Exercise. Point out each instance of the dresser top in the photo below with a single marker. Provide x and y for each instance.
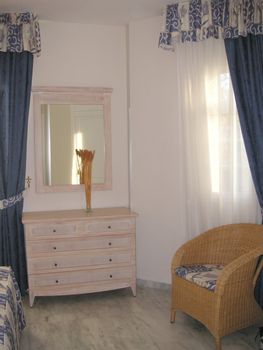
(76, 214)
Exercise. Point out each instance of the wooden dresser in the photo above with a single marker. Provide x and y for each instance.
(74, 252)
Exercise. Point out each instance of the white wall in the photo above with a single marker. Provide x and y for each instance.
(98, 58)
(84, 55)
(156, 184)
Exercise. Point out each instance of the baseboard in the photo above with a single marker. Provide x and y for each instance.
(153, 284)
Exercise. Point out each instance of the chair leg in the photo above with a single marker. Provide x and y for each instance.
(173, 313)
(218, 344)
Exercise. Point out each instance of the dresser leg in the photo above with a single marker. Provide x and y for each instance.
(31, 299)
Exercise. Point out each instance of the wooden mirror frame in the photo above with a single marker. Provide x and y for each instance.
(71, 95)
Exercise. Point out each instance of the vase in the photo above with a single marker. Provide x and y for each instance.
(85, 173)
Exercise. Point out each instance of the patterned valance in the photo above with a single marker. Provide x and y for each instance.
(19, 32)
(196, 20)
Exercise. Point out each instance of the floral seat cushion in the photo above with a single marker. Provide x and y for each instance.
(204, 275)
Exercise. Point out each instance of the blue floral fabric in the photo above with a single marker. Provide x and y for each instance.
(203, 275)
(196, 20)
(12, 320)
(19, 32)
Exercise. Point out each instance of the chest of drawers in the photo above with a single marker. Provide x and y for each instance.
(74, 251)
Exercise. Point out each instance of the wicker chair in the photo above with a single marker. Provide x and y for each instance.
(231, 306)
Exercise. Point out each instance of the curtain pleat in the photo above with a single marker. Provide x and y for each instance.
(245, 59)
(15, 89)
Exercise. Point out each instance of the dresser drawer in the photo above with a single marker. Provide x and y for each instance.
(79, 260)
(124, 225)
(51, 230)
(54, 246)
(78, 277)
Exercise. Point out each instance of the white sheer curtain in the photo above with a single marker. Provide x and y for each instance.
(218, 184)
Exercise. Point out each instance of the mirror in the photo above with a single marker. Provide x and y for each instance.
(67, 119)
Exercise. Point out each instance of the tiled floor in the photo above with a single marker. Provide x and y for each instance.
(118, 321)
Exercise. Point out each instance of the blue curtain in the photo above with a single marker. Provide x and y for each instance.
(245, 59)
(15, 88)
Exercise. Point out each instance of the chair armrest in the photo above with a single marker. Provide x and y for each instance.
(242, 271)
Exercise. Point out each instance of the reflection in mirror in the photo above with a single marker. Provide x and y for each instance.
(67, 128)
(67, 119)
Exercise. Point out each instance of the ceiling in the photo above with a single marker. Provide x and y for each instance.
(117, 12)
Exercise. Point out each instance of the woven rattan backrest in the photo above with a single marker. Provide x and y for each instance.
(226, 243)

- [Problem requirements]: Please repeat each line from the one with "Exercise. Point out each instance of the blue floral" through the last line of the data above, and add nothing.

- [Exercise result]:
Exercise. Point out each instance of the blue floral fabric in the photo above with a single marker. Provide x and y for each instance.
(203, 275)
(196, 20)
(12, 320)
(19, 32)
Exercise. Point out each instance of the chest of drawers in the photo above with a single marker. Provide x and y for each instance.
(74, 251)
Exercise. Point out each instance of the wicker chair in the photo above with a single marker. Provide x and y for each instance.
(231, 306)
Exercise. Point out each instance of the curtain pleat in the photo above with a single marker. Provide x and y for each instance.
(245, 59)
(15, 89)
Exercise. Point out each instance of the dresser drawer in the photo above with a single marker. Provide x and y for each instance.
(79, 260)
(124, 225)
(51, 230)
(54, 246)
(78, 277)
Exercise. Point out each instance of the white sheer curtain in the photo above with a single marker. Provide x and y for each instance.
(218, 184)
Exercise. Point out each instance of the mirror in the photo above with a single marker. Provide x and y for each instance.
(67, 119)
Exercise. Point out each instance of the tiled floor in the photo above with a single marker. Provide x and y for each instance.
(118, 321)
Exercise. Point out each instance of the blue curtain in the photo above with a single marker. Provide x and y for each instance.
(245, 59)
(15, 88)
Exercise. Point out each instance of the chair armrest in the photo above with a single marker. Provide x and y for each instance.
(242, 271)
Exercise. Point out each instance of the reflection in mirror in the photo above with a single marker. Provide x and y for each instance.
(67, 128)
(67, 119)
Exercise. Point out each instance of the ceiling in the photo above with a single marker. Provide x and y for each instance.
(117, 12)
Exercise. Point out each instance of the woven rattan backrest in the photo above with a single marker. Provide x and y for each instance.
(226, 243)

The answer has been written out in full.